[Tasks to complete]
1. In the song ranking, which film is "Mrs. Robinson" said to be placed within?
2. Extract word for word the passage of the song ranking from "2. The Police" up to and including "for this list.".

[Text]
□ □ □ □
2. The Police - "Roxanne"
Talk about a song that everyone knows from the opening moments. If by some miracle (or, more appropriately, curse) you don't know the song from those opening bits, the second sting belts out the titular name you're sucked in. It's probably the Police's greatest song from every aspect (yes, even more so than "Every Breath You Take") and it was honestly the first song I thought of for this list.
1. Simon & Garfunkel - "Mrs. Robinson"
My number one with a bullet. Simon & Garfunkel are one of the greatest songwriting duos of all time without question and when it came to songs with a name in the title, this was never really in debate for me. "Mrs. Robinson" is an iconic song of the 1960s, not only due to its placement within The Graduate but just as a song that captured the era's mood perfectly. It's reflective, a little bit jaded but a little bit optimistic too. It's a tour de force of a song and easily my top choice.
□ □ □ □
Dataset records
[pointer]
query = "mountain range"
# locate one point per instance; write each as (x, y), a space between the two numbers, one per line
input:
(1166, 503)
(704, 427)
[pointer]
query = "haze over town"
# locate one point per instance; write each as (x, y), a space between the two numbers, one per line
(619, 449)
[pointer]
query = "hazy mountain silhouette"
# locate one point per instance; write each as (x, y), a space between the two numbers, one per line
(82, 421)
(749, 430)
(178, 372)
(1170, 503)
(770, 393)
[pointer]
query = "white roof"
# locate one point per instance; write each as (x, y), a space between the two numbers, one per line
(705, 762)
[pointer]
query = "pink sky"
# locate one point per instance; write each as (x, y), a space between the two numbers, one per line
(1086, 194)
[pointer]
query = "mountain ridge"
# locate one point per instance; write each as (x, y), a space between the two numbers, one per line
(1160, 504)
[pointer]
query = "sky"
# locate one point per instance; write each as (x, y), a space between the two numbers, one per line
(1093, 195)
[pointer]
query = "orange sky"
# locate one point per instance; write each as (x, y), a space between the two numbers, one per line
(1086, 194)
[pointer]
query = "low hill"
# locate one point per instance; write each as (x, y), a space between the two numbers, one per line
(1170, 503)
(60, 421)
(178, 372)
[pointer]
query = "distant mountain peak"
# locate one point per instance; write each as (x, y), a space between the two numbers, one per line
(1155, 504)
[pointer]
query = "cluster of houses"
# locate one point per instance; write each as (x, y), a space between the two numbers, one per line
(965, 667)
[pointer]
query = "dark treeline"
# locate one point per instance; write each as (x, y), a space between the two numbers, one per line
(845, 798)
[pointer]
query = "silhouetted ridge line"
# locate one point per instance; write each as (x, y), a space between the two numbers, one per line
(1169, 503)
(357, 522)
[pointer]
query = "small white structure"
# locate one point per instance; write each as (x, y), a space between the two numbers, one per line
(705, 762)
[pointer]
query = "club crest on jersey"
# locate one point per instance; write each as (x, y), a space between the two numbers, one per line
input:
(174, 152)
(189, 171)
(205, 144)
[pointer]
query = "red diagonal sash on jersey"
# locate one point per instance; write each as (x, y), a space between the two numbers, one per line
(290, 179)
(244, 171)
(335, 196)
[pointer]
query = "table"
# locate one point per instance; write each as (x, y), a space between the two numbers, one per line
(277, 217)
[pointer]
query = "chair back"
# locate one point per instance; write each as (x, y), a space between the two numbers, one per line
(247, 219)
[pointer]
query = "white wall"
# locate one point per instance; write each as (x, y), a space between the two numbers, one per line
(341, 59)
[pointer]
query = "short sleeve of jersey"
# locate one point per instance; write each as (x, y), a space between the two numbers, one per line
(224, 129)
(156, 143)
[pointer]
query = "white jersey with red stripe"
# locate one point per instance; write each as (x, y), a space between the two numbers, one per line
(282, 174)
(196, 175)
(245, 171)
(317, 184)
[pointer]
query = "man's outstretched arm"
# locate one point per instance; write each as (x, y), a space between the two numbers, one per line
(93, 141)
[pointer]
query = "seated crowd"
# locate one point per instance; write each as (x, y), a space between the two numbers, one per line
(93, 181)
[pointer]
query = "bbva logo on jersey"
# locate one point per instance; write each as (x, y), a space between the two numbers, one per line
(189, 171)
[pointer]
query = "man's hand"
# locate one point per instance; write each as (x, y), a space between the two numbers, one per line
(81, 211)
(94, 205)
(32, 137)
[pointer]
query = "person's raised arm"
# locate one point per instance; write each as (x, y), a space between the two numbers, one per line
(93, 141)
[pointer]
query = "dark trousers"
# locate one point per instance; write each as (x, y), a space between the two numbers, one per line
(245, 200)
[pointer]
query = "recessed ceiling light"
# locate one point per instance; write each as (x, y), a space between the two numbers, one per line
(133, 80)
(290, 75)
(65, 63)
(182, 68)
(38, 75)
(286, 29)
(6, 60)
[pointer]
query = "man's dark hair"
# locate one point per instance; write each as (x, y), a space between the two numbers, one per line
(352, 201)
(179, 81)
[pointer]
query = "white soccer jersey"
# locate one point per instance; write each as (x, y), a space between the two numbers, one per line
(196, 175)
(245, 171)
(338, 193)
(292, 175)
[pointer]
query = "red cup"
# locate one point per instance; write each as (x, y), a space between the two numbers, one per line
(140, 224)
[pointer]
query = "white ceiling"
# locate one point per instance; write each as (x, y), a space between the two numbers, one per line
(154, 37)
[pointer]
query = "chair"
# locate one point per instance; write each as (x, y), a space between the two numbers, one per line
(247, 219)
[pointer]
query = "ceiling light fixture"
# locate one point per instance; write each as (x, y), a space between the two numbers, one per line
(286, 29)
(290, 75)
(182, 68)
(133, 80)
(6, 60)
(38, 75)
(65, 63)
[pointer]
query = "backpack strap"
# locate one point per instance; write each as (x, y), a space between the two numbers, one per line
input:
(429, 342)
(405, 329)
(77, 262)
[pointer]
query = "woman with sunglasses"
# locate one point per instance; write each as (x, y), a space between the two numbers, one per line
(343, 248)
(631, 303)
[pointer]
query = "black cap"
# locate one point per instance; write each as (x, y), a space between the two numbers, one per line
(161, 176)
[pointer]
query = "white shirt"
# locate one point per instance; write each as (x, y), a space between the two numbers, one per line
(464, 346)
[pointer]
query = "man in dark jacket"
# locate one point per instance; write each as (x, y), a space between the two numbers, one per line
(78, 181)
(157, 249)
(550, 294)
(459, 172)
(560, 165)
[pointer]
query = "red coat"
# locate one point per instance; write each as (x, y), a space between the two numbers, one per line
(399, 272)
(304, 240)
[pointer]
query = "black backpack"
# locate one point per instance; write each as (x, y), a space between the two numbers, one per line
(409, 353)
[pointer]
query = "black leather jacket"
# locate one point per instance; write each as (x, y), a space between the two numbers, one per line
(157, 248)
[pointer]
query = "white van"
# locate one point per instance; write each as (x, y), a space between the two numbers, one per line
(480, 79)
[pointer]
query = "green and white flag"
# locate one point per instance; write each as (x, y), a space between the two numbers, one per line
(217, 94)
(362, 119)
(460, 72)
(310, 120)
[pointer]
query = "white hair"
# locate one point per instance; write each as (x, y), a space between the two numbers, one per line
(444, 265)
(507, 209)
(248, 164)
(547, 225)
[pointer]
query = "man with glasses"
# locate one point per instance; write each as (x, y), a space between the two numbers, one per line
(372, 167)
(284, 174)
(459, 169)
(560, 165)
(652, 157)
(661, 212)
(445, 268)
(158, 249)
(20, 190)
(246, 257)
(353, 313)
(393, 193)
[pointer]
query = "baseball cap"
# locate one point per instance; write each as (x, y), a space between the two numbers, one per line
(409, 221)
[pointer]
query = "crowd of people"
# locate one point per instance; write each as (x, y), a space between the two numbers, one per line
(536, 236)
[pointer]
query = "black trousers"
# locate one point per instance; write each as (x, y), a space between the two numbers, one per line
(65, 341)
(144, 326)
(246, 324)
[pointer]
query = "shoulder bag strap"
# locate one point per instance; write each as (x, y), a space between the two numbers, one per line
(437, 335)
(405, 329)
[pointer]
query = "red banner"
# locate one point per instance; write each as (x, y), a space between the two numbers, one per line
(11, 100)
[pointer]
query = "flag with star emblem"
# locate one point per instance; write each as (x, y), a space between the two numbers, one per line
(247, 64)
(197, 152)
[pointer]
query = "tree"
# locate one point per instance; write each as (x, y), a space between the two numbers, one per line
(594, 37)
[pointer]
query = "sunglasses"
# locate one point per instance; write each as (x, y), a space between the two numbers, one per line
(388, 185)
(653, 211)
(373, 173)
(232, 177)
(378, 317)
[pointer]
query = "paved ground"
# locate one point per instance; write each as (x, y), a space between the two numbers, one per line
□ □ □ □
[Expected results]
1. The Graduate

2.
2. The Police - "Roxanne"
Talk about a song that everyone knows from the opening moments. If by some miracle (or, more appropriately, curse) you don't know the song from those opening bits, the second sting belts out the titular name you're sucked in. It's probably the Police's greatest song from every aspect (yes, even more so than "Every Breath You Take") and it was honestly the first song I thought of for this list.